TASK TO CARRY OUT >> Output all of the records below as a two-column CSV with the header row text,answer. Give each record its own row, with its wording and its answer each in one quoted field and every line break replaced by a space.

RECORDED INFORMATION >>
-------

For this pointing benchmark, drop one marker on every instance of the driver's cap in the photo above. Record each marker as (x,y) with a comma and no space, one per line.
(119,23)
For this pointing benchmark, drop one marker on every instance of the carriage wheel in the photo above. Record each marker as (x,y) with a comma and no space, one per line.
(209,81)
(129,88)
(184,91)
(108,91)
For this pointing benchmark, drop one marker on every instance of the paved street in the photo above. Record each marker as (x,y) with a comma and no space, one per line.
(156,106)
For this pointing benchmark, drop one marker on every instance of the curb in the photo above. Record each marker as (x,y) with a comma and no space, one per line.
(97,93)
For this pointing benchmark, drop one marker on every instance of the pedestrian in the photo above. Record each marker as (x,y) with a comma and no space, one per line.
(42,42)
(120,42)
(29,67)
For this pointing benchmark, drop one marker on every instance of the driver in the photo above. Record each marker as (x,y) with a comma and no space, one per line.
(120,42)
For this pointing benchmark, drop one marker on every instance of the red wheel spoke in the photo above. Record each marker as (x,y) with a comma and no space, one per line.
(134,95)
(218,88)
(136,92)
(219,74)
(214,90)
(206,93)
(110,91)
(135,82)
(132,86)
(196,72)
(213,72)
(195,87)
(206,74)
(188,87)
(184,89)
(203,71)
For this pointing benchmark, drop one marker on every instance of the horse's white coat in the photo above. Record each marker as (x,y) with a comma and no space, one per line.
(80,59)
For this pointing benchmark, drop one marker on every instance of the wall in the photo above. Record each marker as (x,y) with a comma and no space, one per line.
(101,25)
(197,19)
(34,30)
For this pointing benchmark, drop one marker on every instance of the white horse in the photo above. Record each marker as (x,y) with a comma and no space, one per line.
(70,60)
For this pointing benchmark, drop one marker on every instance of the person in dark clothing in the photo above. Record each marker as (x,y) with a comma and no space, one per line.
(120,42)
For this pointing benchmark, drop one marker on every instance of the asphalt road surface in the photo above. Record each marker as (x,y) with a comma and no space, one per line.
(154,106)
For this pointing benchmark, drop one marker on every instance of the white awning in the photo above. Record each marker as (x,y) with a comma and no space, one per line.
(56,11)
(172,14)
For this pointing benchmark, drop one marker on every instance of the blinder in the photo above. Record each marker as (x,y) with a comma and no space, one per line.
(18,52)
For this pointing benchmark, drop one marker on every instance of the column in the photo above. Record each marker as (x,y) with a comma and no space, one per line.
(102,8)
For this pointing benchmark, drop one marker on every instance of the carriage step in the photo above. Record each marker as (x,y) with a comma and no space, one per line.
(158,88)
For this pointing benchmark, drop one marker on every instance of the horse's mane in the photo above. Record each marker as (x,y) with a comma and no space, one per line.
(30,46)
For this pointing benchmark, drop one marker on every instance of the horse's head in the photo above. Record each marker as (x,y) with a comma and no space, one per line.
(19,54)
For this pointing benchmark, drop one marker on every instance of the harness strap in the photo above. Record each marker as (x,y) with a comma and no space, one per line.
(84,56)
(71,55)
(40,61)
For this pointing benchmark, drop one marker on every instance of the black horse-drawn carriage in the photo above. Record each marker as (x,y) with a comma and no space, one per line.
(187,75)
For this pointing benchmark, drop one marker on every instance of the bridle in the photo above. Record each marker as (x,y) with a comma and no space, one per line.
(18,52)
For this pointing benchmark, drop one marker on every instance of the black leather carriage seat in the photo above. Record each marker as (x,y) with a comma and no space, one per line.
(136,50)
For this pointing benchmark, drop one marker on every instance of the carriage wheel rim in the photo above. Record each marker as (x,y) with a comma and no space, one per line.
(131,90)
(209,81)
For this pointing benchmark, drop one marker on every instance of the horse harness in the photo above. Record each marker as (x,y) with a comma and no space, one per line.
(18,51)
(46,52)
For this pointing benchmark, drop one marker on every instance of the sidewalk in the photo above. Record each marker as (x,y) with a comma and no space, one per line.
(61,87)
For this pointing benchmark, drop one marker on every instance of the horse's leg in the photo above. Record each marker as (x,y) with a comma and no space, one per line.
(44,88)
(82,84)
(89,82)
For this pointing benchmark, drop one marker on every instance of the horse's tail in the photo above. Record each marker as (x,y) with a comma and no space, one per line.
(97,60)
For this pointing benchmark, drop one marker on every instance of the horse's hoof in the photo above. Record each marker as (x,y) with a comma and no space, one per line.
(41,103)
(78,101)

-------

IN RESPONSE >>
text,answer
"For this pointing benchmark, drop one marker on every instance of the driver's cap in the photo above. Record each marker as (x,y) with a comma and no space, one per line.","(119,23)"
"For this pointing benchmark, drop one marker on every instance of the carriage wheel in the photo above. Record each marker as (x,y) with a comma and no space, one per line.","(209,81) (129,88) (184,91) (108,91)"
"For this pointing benchmark, drop one marker on every instance of the paved street in the photo above. Record each marker as (x,y) with a comma and no space, one per line.","(156,106)"
"For this pointing benchmark, drop one marker on every instance of the curb in the photo above. Record each marker as (x,y) with a comma and no space, one per line.","(97,93)"
"For this pointing benchmark, drop one marker on every instance of the pedestrian in the photo above. Record each marker as (x,y) with a comma and no space, one per line.","(42,42) (120,42) (29,67)"
"For this pointing benchmark, drop one marker on every instance of the driver in the photo above. Record each marker as (x,y) with a comma and no space, one per line.","(120,42)"
"For this pointing benchmark, drop one marker on every instance of the red wheel spoke in the photo above. Record each marker as (x,y) with a comma and no space, one per line.","(134,95) (218,88) (136,92) (219,74) (214,90) (206,93) (110,91) (135,82) (132,86) (196,72) (213,72) (195,87) (206,74) (188,87) (184,89) (203,71)"
"For this pointing benchmark, drop one marker on every instance of the horse's white coat in the photo above. Record each marker as (x,y) with a comma and no space, one per line.","(80,59)"
"For this pointing benchmark, drop one marker on every instance of the wall in the photo above. Record each marker as (x,y) with a comma and no space, one per line.","(101,25) (197,19) (34,30)"
"For this pointing benchmark, drop one marker on every instance of the white horse in the photo above. Record each marker as (x,y) with a comma and no space, one per line.","(70,60)"
"For this pointing benchmark, drop one marker on every instance of the person in dark clothing in the photo above. Record each marker as (x,y) with a comma and no space, one per line.","(120,42)"
"For this pointing benchmark, drop one marker on every instance of the asphalt road surface in the photo above. Record each marker as (x,y) with a comma and no space, one per line.","(154,106)"
"For this pointing benchmark, drop one marker on every instance of the white awning in the photo above. Record each marker as (x,y) with a comma and no space, one per line.","(56,11) (172,14)"
"For this pointing benchmark, drop one marker on every instance of the blinder in the photo above. Record each marker as (x,y) with a comma and no space, one per line.","(18,52)"
"For this pointing benchmark, drop one marker on every instance of the column in the photo above. Record each marker as (x,y) with a comma and no space, one per line.","(102,8)"
"For this pointing benchmark, drop one marker on every instance of the carriage step in the photo above. Record each marker as (x,y) with a comma and no space, one per line.","(158,88)"
"For this pointing benchmark, drop one marker on every instance of the horse's mane in the photo above. Record each marker as (x,y) with a comma and no space, one per line.","(30,46)"
"For this pointing benchmark, drop one marker on every instance of the horse's head in the photo above. Record each marker as (x,y) with a comma and no space, one per line.","(19,54)"
"For this pointing benchmark, drop one marker on every instance of the harness strap in the photo above. Record each marker as (x,y) with a comma and no space, one per line.","(84,56) (71,55) (40,61)"
"For this pointing benchmark, drop one marker on every instance of the black horse-drawn carriage in the photo above. Record each marker as (x,y) with a comma and no space, one per line.","(187,75)"
"For this pointing benchmark, drop one marker on every instance of the bridle in the photo above. Record each marker as (x,y) with a comma and no space, one per line.","(18,52)"
"For this pointing benchmark, drop one marker on every instance of the black leather carriage seat in the photo above. Record each marker as (x,y) with a comma and no space, one per line.","(136,50)"
"For this pointing benchmark, drop one marker on every instance of the carriage wheel rim in the photo above. Record each marker as (x,y) with a comma and no space, one per line.","(131,90) (209,81)"
"For this pointing benchmark, drop one marker on every instance of the horse harness in the photo above. Record each marker as (x,y) with a comma and no space, one per line.","(18,51) (46,52)"
"For this pointing benchmark, drop one marker on every instance of the sidewalk in the photo above. Record each marker as (x,y) with a comma and no space, one per line.","(61,87)"
"For this pointing benchmark, drop one marker on every instance of the horse's leg in the photo above. Record each marker as (x,y) with a comma and no space, one per line.","(44,88) (82,84) (89,82)"
"For this pointing benchmark, drop one marker on every instance of the horse's tail in the photo above. Record each marker as (x,y) with a comma and no space, one per line.","(97,60)"
"For this pointing benchmark, drop one marker on every instance of the horse's hoof in the photo above. Record each marker as (x,y) with a comma and no space, one per line.","(41,103) (78,101)"